- [YOUR TASK]: What follows is a block of records; restate each one word for word.

- [DATA FOR PROCESSING]:
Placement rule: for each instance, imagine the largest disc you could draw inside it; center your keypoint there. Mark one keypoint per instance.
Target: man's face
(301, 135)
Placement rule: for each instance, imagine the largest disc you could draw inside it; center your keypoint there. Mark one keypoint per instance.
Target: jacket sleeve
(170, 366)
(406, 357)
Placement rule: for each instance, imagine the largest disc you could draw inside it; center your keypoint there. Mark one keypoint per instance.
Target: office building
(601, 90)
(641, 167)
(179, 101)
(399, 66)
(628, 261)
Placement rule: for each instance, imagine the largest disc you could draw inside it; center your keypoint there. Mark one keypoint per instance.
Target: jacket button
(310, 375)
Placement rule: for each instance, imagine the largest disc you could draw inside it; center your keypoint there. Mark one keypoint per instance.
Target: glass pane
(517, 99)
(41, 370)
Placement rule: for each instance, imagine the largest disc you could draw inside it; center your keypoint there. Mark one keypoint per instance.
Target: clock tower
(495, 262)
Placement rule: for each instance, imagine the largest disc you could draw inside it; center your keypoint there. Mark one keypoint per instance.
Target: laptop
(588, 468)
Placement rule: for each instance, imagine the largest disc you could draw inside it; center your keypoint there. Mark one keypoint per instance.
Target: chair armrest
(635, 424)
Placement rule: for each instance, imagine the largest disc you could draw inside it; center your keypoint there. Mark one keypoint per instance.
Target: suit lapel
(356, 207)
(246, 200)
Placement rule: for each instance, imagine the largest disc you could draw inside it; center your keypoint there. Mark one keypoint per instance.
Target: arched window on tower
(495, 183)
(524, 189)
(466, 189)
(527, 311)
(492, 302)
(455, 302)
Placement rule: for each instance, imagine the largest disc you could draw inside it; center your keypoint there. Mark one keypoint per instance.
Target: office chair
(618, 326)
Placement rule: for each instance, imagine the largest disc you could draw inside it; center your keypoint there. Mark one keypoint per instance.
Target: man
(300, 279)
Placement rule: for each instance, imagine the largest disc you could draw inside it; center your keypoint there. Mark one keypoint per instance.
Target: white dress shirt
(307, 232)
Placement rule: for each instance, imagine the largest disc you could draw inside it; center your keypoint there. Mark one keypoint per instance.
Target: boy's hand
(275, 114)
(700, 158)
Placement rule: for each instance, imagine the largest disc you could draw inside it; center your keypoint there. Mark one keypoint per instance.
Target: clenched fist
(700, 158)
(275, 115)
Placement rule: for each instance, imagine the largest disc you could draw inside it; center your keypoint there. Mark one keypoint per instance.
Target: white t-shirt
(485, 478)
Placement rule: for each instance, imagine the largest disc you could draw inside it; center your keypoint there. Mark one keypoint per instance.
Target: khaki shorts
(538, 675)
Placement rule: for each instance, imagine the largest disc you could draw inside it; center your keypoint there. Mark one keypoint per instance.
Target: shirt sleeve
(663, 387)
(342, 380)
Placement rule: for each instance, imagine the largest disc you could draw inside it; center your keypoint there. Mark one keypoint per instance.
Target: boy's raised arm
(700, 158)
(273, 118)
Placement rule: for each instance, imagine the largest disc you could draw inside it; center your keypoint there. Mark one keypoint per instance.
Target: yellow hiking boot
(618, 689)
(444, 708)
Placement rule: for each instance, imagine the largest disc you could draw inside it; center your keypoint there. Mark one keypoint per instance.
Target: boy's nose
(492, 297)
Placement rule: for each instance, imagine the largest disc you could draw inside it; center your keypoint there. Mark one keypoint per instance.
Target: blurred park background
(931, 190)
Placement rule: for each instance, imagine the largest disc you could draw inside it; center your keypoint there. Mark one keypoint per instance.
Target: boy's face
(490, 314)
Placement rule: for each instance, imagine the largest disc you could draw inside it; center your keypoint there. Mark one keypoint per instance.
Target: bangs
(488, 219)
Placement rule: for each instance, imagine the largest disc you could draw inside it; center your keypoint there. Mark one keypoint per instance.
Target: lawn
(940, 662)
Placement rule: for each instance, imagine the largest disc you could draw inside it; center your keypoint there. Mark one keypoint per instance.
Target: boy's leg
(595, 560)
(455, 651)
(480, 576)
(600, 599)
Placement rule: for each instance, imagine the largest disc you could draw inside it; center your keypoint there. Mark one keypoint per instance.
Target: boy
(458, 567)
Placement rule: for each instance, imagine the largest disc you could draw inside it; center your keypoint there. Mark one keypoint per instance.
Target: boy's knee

- [RESPONSE TO THIS TASK]:
Placement rule: for each instance, imagine the largest disc you could draw inside it; center your keypoint there. Mark one keypoint per instance.
Target: man's face
(301, 135)
Placement rule: for each instance, imagine the largest disc you could draw inside it; center your keypoint there. Mark one keypoint per instance.
Target: jacket sleeve
(170, 366)
(406, 357)
Placement rule: for each instance, imagine the largest disc you could draw inside it; center your keypoint there. Mark one keypoint per instance.
Target: office building
(601, 90)
(641, 167)
(179, 101)
(399, 66)
(628, 261)
Placement rule: for each instance, imagine the largest disc you could draw inside it; center your keypoint there. Mark one keypoint per instance.
Target: jacket button
(310, 375)
Placement rule: for each instance, imagine the largest disc you could draw inside it; center your keypoint there. Mark one keypoint per instance.
Target: glass pane
(517, 99)
(41, 370)
Placement rule: for each instance, imagine the largest disc you could draw inside it; center your keypoint there. Mark one keypoint per instance.
Target: clock tower
(495, 262)
Placement rule: for each instance, imagine the largest disc you could draw inside it; center your keypoint there. Mark one keypoint per instance.
Target: laptop
(588, 468)
Placement rule: for each instance, imagine the largest disc you could draw inside it; center your keypoint there. Mark one keypoint per instance.
Target: chair armrest
(635, 424)
Placement rule: for each instance, imagine the largest disc you could draw inside it; center your keypoint there. Mark one keypoint per instance.
Target: suit lapel
(356, 207)
(246, 200)
Placement rule: for each instance, imagine the largest disc you could draw inside it; center your keypoint there. Mark one keypoint per instance.
Target: arched window on tower
(495, 183)
(524, 189)
(466, 189)
(527, 311)
(492, 302)
(455, 302)
Placement rule: for each instance, imagine the largest disc you could draw inside it; center your keypoint there. Mark one keypoint per instance.
Target: office chair
(618, 326)
Placement rule: for each instance, imagine the largest disc you could draw inside it; center your keypoint there. Mark one keypoint per instance.
Target: man
(300, 279)
Placement rule: for each instance, imagine the largest disc you could draw inside it; center your keypoint there. Mark one keypoint per instance.
Target: white dress shirt
(307, 232)
Placement rule: for each instance, imagine the largest disc you could draw inside it; center your keypoint there. Mark one keypoint per instance.
Target: boy's hand
(275, 114)
(700, 158)
Placement rule: for each instance, imagine the largest disc you could draw inside it; center your keypoint there. Mark one keypoint per instance.
Target: clenched fist
(700, 158)
(275, 115)
Placement rule: for each instance, imagine the largest disc you could draw inside it; center your keypoint there. Mark one keypoint per instance.
Target: white t-shirt
(485, 478)
Placement rule: for each instance, imagine the largest disc you could draw inside it; center your keypoint there. Mark one keypoint per instance.
Target: khaki shorts
(538, 675)
Placement rule: for each instance, imagine the largest disc you could draw inside it; center your keypoint there. Mark one keypoint per instance.
Target: shirt sleeve
(663, 387)
(342, 380)
Placement rule: for each instance, imagine the largest disc you could draw inside it; center your keypoint there. Mark one keypoint per instance.
Target: boy's raised arm
(700, 158)
(273, 118)
Placement rule: for each instance, imagine the largest disc you could draw inside it; center your keypoint there. Mark one keypoint per instance.
Target: yellow hiking boot
(618, 689)
(444, 708)
Placement rule: for each instance, imagine the largest disc you could draw inside it; center your keypoint there. Mark one keypoint per instance.
Target: boy's nose
(492, 297)
Placement rule: for each instance, imagine the largest disc you could draw inside it; center your keypoint there. Mark one keypoint per instance.
Target: blurred park background
(931, 190)
Placement rule: for each instance, imagine the largest disc you could draw inside it; center your keypoint there. Mark one keypoint per instance.
Target: boy's face
(490, 314)
Placement rule: for each instance, imagine the largest disc you could draw inside it; center your keypoint there. Mark one keypoint per instance.
Target: bangs
(488, 219)
Placement rule: for each instance, imagine the largest disc you could draw inside it; center your keypoint there. Mark one keypoint per instance.
Target: lawn
(940, 662)
Placement rule: for each instance, imagine the largest disc you could draw inside it; center your keypoint there. Mark one keypoint per instance.
Target: boy's leg
(595, 560)
(455, 651)
(480, 576)
(600, 599)
Placement rule: for each instance, imagine the largest disc you could draw inside it; center your keypoint there. Mark one keypoint per instance.
Target: boy
(458, 567)
Placement rule: for each instance, imagine the largest disc you could draw inside it; center your keypoint there. Mark one keypoint per instance.
Target: boy's knee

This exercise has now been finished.